TASK BRIEF ▸ Could the lines from the one with "Would you mind pointing out the religious" through the end of the listing be restated exactly, with nothing else included?

-------- MATERIAL PROVIDED

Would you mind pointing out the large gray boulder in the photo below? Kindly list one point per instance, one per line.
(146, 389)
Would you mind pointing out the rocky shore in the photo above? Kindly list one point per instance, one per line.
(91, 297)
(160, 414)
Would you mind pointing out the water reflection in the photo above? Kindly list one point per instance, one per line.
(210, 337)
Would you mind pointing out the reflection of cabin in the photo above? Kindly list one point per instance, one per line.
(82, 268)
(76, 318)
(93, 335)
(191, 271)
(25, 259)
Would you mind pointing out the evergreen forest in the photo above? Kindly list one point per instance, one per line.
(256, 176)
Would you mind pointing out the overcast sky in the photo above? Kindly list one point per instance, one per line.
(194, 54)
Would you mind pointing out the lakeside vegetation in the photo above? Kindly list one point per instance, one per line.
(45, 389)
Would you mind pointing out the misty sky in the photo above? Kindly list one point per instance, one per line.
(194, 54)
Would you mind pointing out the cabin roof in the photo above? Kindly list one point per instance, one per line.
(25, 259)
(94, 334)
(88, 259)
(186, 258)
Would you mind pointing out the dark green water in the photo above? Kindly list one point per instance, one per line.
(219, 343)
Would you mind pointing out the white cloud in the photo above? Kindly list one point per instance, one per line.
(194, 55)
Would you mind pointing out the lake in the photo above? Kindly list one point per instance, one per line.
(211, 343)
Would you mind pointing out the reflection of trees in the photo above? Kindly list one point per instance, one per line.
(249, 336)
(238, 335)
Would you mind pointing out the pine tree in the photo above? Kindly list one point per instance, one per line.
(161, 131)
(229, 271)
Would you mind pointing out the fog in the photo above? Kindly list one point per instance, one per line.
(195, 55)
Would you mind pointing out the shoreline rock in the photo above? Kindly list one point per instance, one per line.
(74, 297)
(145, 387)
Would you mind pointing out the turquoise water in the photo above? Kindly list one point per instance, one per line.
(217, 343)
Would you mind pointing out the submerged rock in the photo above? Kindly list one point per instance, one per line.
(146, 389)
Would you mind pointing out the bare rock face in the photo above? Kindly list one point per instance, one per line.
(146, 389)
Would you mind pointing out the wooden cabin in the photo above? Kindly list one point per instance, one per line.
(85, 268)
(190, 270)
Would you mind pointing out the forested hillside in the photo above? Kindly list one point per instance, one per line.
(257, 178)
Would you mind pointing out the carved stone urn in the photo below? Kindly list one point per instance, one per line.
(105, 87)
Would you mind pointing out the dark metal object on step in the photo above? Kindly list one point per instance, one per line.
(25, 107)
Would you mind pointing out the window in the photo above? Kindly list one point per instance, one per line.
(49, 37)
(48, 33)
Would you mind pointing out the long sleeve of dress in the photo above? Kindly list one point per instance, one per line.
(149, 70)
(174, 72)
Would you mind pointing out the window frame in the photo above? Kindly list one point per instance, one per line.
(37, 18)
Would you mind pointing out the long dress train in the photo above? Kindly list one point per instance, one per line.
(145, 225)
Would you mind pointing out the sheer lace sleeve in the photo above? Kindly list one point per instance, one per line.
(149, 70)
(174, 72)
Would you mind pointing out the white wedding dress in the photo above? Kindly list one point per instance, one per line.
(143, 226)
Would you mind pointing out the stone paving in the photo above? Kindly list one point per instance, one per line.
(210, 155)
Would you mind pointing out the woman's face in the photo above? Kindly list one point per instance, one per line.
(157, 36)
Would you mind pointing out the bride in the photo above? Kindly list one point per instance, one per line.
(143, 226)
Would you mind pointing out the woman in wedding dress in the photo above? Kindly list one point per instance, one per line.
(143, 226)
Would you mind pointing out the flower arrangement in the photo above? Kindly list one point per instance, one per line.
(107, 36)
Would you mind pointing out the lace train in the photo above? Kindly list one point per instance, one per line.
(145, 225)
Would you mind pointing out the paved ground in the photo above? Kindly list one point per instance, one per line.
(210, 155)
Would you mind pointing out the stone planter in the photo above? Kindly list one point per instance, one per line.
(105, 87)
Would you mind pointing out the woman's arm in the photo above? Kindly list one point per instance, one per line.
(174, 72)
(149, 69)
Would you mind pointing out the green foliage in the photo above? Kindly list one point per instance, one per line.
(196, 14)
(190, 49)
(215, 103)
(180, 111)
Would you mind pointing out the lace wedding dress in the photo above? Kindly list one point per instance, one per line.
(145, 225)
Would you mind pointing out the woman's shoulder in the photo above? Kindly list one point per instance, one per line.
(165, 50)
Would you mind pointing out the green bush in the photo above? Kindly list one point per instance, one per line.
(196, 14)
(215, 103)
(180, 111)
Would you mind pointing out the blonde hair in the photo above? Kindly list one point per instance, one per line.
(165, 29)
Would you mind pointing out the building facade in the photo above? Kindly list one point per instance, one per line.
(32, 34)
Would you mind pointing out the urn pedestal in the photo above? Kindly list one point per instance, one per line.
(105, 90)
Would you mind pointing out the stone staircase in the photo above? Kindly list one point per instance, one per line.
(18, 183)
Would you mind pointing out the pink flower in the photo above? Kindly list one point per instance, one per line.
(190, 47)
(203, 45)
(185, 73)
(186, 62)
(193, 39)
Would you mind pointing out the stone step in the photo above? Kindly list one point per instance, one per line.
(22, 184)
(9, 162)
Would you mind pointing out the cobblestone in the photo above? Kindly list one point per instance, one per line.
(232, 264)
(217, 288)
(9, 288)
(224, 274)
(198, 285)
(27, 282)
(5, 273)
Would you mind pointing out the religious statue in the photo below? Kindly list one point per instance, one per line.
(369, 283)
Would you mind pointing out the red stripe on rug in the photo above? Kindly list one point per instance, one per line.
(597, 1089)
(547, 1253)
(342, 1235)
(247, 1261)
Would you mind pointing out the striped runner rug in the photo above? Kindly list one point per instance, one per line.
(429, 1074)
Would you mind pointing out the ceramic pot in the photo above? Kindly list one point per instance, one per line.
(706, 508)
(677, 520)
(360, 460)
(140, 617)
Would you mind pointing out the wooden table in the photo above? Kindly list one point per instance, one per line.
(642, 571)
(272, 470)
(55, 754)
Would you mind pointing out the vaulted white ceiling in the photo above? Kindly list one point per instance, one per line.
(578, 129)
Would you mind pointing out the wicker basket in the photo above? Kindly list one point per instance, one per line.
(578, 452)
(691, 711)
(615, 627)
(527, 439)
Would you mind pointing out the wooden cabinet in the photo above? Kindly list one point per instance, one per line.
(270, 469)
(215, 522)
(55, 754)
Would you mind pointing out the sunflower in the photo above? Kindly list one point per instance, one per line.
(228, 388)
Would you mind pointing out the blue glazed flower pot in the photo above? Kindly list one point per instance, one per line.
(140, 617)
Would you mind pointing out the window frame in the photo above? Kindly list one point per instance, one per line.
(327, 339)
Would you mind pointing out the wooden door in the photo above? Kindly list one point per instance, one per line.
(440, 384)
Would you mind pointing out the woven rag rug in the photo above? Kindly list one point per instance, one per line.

----------------

SOLVED PROBLEM ▸
Would you mind pointing out the religious statue in the photo below? Kindly list one point per instance, one per line.
(369, 283)
Would you mind pointing out the red stripe on rug in the photo above? Kindly list one point per instance, one per line.
(597, 1089)
(547, 1253)
(342, 1235)
(247, 1261)
Would you mind pointing out the striped runner rug in the photo above? Kindly list one point per instance, one per line.
(429, 1074)
Would you mind pointing out the ceramic pot in the photo above? Kindly list one point per instance, one per line.
(706, 508)
(677, 520)
(360, 460)
(140, 617)
Would you mind pointing out the wooden table in the photo above? Kindly list one point per instance, one per line.
(642, 571)
(272, 470)
(55, 754)
Would you mind pointing out the vaulted white ceiling in the photo above? Kindly list one point per instance, one per line.
(578, 129)
Would you mind pointing out the wicker basket in the photo above? Kindly list one point per instance, one per line.
(578, 452)
(691, 711)
(615, 627)
(527, 439)
Would you mind pointing out the wooden cabinet in the photo above? Kindly list one point per instance, one per line.
(270, 469)
(215, 522)
(55, 754)
Would you mind pointing out the sunflower in the photo above? Kindly list one point per instance, one per line.
(228, 388)
Would you mind pointing out the blue glazed flower pot in the photo above? Kindly list one point per instance, one per line.
(140, 617)
Would you mind pointing out the window frame in the photo above? Kindly list one point per instance, one per line.
(327, 339)
Would you mind pointing out the wooden door in the photo above? Kindly list one point per instance, one per line.
(440, 384)
Would you mind pointing out the woven rag rug in the photo above? Kindly list one point per instance, one per line.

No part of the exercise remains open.